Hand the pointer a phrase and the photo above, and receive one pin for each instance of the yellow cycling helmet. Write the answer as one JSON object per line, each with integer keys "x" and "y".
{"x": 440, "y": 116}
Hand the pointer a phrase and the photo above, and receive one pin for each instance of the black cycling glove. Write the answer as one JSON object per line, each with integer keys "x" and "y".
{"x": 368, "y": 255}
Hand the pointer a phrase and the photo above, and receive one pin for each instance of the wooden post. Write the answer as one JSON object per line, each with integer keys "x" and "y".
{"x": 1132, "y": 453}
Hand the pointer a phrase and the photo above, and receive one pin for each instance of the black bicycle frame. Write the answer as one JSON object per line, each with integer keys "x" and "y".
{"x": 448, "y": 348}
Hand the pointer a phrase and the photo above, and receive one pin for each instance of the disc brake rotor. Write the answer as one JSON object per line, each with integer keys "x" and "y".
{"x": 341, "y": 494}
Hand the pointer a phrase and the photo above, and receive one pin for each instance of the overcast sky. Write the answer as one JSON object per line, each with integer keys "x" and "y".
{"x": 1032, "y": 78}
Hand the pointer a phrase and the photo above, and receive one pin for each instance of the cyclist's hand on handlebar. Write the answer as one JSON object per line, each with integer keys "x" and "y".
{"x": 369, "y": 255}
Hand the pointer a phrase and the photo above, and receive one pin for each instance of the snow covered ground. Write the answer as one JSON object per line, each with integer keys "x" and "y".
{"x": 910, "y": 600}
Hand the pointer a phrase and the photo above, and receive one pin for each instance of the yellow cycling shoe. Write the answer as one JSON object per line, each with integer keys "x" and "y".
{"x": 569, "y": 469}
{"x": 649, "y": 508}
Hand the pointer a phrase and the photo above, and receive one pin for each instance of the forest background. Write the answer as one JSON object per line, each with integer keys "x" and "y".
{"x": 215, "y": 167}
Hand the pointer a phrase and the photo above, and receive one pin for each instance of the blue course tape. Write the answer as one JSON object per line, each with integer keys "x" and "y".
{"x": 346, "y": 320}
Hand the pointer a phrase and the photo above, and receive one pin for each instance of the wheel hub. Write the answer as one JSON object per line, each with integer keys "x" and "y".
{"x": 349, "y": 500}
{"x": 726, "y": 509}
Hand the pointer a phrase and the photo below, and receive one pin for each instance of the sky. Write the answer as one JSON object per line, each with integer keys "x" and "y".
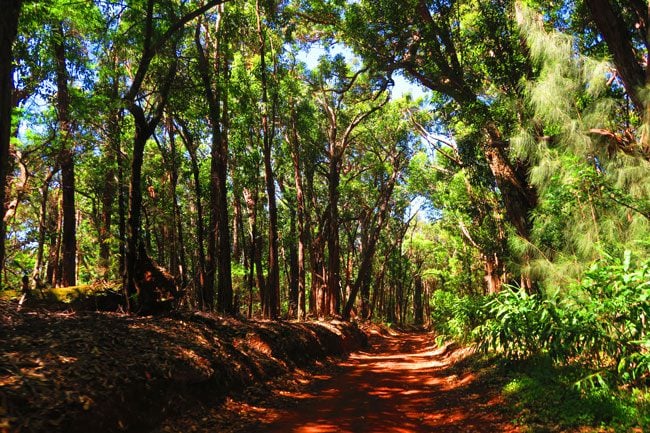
{"x": 402, "y": 85}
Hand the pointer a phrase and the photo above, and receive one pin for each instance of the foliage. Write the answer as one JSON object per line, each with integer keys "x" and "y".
{"x": 543, "y": 397}
{"x": 455, "y": 317}
{"x": 600, "y": 324}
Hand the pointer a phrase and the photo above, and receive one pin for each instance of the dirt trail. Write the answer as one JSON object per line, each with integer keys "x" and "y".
--------------------
_Task_
Return every one of the records above word for word, keeping their order, and leave the pictures out.

_Exercise result_
Hand the pointer a phrase and the photo above, and receive one pin for each instance of the yellow cycling helmet. Write the answer as one JSON object per line, each with integer keys "x" and "y".
{"x": 440, "y": 116}
Hand the pointer a phrase and the photo above, and receive one pin for each instance of the black cycling glove. Write the answer as one JSON object per line, each with integer keys "x" and "y".
{"x": 368, "y": 255}
Hand the pointer a phrase and the photo above, and receive one pin for each instance of the wooden post. Write the answer as one JSON object per line, each with integer keys "x" and "y".
{"x": 1132, "y": 453}
Hand the pointer a phrase and the photo above, and receive one pin for each instance of the black bicycle frame. Write the answer as one JSON object per line, each with integer keys "x" and "y".
{"x": 448, "y": 348}
Hand the pointer a phrase and the photo above, and receive one pin for each instance of the disc brake rotor. Write the answer as one JSON object per line, each with integer keys "x" and "y".
{"x": 341, "y": 494}
Hand the pointer a phrase and the photo above, and receive one pin for each instance of the overcast sky. Write the answer as one JSON object per line, each with integer keys "x" and "y".
{"x": 1032, "y": 78}
Hand the pointer a phrase and the photo above, and receive one pin for each instance of the cyclist's hand on handlebar. Write the answer as one JSON object per line, each with integer keys "x" and "y".
{"x": 369, "y": 255}
Hand the pointer a phrase and the photo above, and receive one pin for each instance of the snow covered ground. Write the answer as one JSON object per line, each with integer keys "x" and "y".
{"x": 910, "y": 600}
Hand the pointer a phrase and the photo above, and receive one pin for each instance of the yellow cycling shoe. Write the answer as one JSON object per line, each with integer keys "x" and "y".
{"x": 569, "y": 469}
{"x": 649, "y": 508}
Hand the pointer a phrase and the photo above, and receive one pin for each instance of the forest background. Write the answer as one JSON object per line, each with integer keys "x" and "y".
{"x": 215, "y": 167}
Hand the pointer a phrase and the photo above, and receive one pin for each instance of the blue course tape. Write the answer as one JSON object per line, each with integer keys "x" and "y".
{"x": 346, "y": 320}
Hand the pointer a phrase and the photo above, and receive one pin for each instance of the wheel hub. Write the answer as one JSON object per line, each with integer keys "x" and "y".
{"x": 349, "y": 500}
{"x": 726, "y": 509}
Hand the pointer a phrase and the photo below, and receive one pin for each instance of the sky. Write the answer as one JSON object per line, each with integer keys "x" and "y".
{"x": 402, "y": 85}
Hand the pointer a phrase and the photo above, and receive one pin for each instance of the foliage. Write the answer as one JSON object per line, each with integer keys "x" and "y".
{"x": 543, "y": 397}
{"x": 455, "y": 317}
{"x": 600, "y": 324}
Hand the pointer a phrase and the photo above, and receive one pin for each instance of the dirt trail. Write the answer as one JSON object per line, each with integer keys "x" and "y".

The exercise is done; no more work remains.